What the task requires:
Reproduce all of the data below verbatim, leaving out the pictures.

Records supplied:

════════

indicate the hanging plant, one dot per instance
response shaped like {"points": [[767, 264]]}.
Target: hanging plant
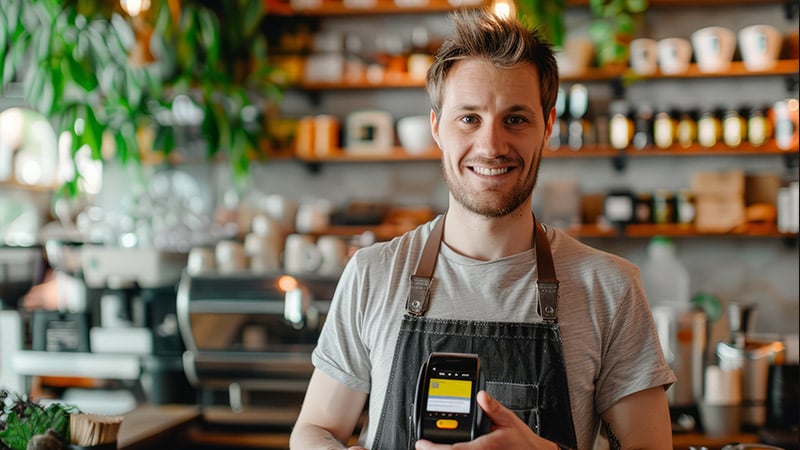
{"points": [[96, 72], [546, 14], [614, 24]]}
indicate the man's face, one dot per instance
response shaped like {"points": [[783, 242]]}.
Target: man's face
{"points": [[491, 131]]}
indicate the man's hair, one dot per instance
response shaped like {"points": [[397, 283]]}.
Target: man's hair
{"points": [[503, 42]]}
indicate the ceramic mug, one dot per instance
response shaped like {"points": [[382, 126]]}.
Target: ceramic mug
{"points": [[644, 56], [333, 252], [300, 254], [229, 256], [713, 48], [414, 134], [759, 46], [674, 55]]}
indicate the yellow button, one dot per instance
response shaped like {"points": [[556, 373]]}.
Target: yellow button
{"points": [[447, 424]]}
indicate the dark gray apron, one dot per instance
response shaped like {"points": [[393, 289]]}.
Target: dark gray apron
{"points": [[523, 363]]}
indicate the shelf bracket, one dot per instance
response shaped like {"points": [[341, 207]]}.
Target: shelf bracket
{"points": [[791, 8], [791, 82], [619, 161]]}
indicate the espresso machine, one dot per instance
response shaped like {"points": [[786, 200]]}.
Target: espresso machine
{"points": [[249, 339]]}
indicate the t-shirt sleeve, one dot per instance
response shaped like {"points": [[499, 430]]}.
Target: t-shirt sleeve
{"points": [[340, 351], [632, 356]]}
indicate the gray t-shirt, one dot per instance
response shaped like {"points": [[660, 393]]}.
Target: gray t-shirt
{"points": [[611, 349]]}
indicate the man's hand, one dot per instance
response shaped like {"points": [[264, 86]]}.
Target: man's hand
{"points": [[508, 431]]}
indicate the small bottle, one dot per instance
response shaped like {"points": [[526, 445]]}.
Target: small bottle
{"points": [[709, 128], [664, 129], [686, 133], [734, 128], [643, 128], [759, 128], [620, 126]]}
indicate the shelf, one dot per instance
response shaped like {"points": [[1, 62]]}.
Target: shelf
{"points": [[783, 67], [789, 67], [337, 8], [769, 230], [770, 148]]}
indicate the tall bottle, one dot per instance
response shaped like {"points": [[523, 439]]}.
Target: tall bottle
{"points": [[681, 330]]}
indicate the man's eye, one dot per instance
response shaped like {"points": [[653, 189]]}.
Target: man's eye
{"points": [[516, 120]]}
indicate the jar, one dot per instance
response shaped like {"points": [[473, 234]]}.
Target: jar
{"points": [[620, 126], [664, 129], [663, 207], [686, 133], [709, 129], [644, 208], [759, 128], [685, 209], [734, 128]]}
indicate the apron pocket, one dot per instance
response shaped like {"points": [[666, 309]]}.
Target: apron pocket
{"points": [[522, 399]]}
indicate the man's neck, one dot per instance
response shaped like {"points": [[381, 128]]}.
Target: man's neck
{"points": [[488, 238]]}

════════

Exercise answer:
indicate the hanging plant, one dot per instance
response shaped like {"points": [[767, 264]]}.
Target: hanging plant
{"points": [[96, 72], [546, 14], [614, 24]]}
indicate the man's face, one dot per instance
response shaped like {"points": [[783, 242]]}.
Target: man's face
{"points": [[491, 131]]}
indicate the man's hair, one dot per instance
response shaped like {"points": [[397, 283]]}.
Target: man's hair
{"points": [[503, 42]]}
indicate the ceramic mug, one dot per instance
response shaped like {"points": [[382, 126]]}.
Target: ceramic mug
{"points": [[644, 56], [333, 252], [300, 254], [229, 256], [713, 48], [414, 134], [759, 46], [674, 55]]}
indicate the yellow button, one dot per instance
response shaped like {"points": [[556, 373]]}.
Target: yellow button
{"points": [[447, 424]]}
indicate the dark gray apron, one dot per instance
response shaped like {"points": [[393, 289]]}.
Target: dark gray apron
{"points": [[523, 363]]}
indicate the shelf bracket, one dot per instance
response shaped like {"points": [[341, 207]]}.
Target: shelf bracket
{"points": [[791, 8], [791, 82], [619, 161]]}
indicate the espresso machine, one dot per instance
response shaped like {"points": [[786, 200]]}.
Target: espresso machine
{"points": [[249, 339]]}
indicate the t-shirt sleeve, one dot per instance
response shaped like {"points": [[499, 430]]}.
Target: t-shirt sleeve
{"points": [[340, 351], [632, 356]]}
indicate the gray t-shirt, one dot per instance
response shaped like {"points": [[660, 393]]}.
Target: gray t-shirt
{"points": [[611, 349]]}
indicate the man's hand, one dot per instance
response shaped like {"points": [[264, 86]]}.
Target: man's hand
{"points": [[508, 431]]}
indicate the small bottle, one dot per instance
response shaped like {"points": [[526, 445]]}.
Target: small bottle
{"points": [[709, 128], [664, 129], [686, 133], [734, 128], [643, 128], [759, 128], [620, 126]]}
indicate the shelf, one dot per instance
response shaped like {"points": [[1, 62]]}.
Target: shelf
{"points": [[783, 67], [789, 67], [337, 8], [769, 230], [770, 148]]}
indicate the tall bottle, one dot per instance
response shaped like {"points": [[523, 439]]}.
Target: tall bottle
{"points": [[681, 330]]}
indicate the man's eye, one dot per instance
response shaped like {"points": [[653, 189]]}.
Target: man's eye
{"points": [[516, 120]]}
indicate the jar, one dot per instance
response shaped like {"points": [[473, 234]]}.
Target: jar
{"points": [[620, 126], [664, 129], [663, 207], [686, 133], [709, 129], [644, 208], [759, 128], [685, 209], [734, 128]]}
indicate the apron pocket, one dot per instance
response shaped like {"points": [[666, 309]]}.
Target: apron pocket
{"points": [[522, 399]]}
indicate the man's neck, one dot per instance
response shaped like {"points": [[381, 128]]}.
Target: man's neck
{"points": [[488, 238]]}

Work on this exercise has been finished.